▶ Extracted data:
★ ★ ★ ★ ★
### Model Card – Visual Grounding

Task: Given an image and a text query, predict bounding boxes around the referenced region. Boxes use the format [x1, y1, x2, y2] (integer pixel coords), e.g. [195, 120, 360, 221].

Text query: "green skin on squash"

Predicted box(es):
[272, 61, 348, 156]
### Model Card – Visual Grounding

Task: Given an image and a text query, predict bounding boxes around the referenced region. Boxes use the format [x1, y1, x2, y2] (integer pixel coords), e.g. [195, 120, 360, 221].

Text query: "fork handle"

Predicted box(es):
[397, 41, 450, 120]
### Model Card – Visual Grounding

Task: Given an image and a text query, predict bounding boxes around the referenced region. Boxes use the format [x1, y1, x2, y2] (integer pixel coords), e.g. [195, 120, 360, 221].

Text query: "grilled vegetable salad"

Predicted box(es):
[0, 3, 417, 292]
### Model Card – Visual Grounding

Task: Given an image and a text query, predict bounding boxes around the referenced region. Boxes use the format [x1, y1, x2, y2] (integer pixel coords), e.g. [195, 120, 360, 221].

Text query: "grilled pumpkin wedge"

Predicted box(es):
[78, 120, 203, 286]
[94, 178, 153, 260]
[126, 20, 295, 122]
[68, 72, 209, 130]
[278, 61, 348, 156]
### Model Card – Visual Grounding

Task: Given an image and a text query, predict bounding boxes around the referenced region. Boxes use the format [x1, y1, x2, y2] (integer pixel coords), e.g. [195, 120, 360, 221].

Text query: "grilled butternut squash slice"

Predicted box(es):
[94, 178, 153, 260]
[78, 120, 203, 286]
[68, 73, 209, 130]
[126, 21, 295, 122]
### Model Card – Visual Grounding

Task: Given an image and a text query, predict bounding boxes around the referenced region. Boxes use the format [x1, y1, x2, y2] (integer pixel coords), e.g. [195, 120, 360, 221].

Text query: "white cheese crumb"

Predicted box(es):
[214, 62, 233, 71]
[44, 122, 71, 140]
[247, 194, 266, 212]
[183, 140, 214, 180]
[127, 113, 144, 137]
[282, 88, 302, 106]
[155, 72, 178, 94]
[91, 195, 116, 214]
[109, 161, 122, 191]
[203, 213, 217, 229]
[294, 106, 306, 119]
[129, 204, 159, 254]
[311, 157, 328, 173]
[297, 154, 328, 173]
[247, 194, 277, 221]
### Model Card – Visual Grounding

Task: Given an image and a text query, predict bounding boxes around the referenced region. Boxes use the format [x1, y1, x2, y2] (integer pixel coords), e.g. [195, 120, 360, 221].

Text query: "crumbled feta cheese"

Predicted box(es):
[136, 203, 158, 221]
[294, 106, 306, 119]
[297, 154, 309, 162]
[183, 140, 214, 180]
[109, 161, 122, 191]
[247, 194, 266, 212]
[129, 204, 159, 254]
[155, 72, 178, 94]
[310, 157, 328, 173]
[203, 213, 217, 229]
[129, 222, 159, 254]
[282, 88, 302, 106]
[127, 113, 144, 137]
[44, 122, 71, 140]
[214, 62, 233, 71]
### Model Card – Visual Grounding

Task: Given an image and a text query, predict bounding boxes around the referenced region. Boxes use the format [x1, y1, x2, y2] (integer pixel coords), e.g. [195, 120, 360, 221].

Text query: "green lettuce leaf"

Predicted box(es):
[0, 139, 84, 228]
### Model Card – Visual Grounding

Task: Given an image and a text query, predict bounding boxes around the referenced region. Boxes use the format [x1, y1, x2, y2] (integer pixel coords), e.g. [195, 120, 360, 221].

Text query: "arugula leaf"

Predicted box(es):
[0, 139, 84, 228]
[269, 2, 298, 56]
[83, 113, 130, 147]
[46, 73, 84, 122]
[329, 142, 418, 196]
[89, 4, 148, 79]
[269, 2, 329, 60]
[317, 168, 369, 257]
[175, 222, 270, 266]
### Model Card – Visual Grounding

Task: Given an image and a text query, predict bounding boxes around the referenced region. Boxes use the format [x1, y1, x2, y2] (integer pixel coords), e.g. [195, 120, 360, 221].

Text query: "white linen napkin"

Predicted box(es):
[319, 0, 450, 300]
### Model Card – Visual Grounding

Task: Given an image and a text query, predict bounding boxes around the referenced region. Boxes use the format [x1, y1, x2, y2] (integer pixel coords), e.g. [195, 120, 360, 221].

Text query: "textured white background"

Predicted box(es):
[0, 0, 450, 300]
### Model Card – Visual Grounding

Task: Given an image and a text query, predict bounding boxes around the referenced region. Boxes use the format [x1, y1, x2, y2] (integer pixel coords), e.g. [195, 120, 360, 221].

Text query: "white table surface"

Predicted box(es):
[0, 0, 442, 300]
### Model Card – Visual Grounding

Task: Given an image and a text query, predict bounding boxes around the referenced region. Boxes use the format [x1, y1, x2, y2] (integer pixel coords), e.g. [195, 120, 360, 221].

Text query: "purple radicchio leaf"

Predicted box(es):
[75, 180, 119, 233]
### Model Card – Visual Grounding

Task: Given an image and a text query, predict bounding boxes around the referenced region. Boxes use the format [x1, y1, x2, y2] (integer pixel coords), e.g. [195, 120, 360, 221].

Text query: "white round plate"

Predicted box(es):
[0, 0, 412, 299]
★ ★ ★ ★ ★
▶ Exercise goal:
Find each line in the records that contains the word "squash" and copy those lines. Case counts.

▶ Task response:
Text query: "green skin on squash"
Text query: "grilled butternut squash slice"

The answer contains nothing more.